╭─ Source text

Nikolai Nikolaevich Baratov () (February 1, 1865  – March 22, 1932) was an Imperial Russian Army general during World War I and the Russian Civil War.

Early career 
Baratov was born in Vladikavkaz, in the Terek Oblast of the Russian Empire. Although of ethnic Georgian descent (his real name was Baratashvili), he was also an ataman of the Terek Cossacks. He entered the military in 1882, and graduated from the Konstantinovskoe Artillery School and the  Saint Petersburg Military Engineering-Technical University (Nikolaevsky) in 1885. He was assigned to the 1st Sunzha-Vladikavkaz Regiment of the Terek Cossack Army and was promoted to sotnik in December of the same year.

In 1891 he graduated from the Nikolaev General Staff Academy with the rank of captain, and was assigned to serve in the Caucasus Military District. He commanded a squadron of dragoons from 1893–1894, and was assigned to the Stavropol Cossack Cadet School as an instructor from 1895-1897. He was promoted to colonel in the cavalry in July 1900. On March 29, 1901 he was made commander of the 1st Sunzha-Vladikavkaz Regiment, and was awarded  the Gold Sword of the Order of St. Anne for his actions in battle during the Russo-Japanese War. He became chief of staff of the Consolidated Cavalry Corps from August 1905 to March 1906, when he was promoted to major general. From July 1907, he served as Chief of Staff of the 2nd Caucasus Army Corps, and was promoted to lieutenant general on November 26, 1912.

╰─
╭─ Records shown

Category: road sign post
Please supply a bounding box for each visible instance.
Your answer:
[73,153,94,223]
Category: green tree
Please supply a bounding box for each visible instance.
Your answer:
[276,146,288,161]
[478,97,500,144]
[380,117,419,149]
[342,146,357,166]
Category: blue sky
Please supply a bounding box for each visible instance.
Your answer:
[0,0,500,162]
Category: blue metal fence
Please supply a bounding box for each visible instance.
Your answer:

╰─

# Written task
Do these statements agree with the Baratov biography above? Answer yes or no for each, and quote the words from the biography that decide it.
1. Baratov's real name was Baratashvili.
2. Baratov graduated from the Nikolaev General Staff Academy in 1885.
3. Baratov became a colonel in the cavalry in July 1900.

# Output for this exercise
1. Yes: "his real name was Baratashvili"
2. No: "In 1891 he graduated from the Nikolaev General Staff Academy with the rank of captain"
3. Yes: "He was promoted to colonel in the cavalry in July 1900."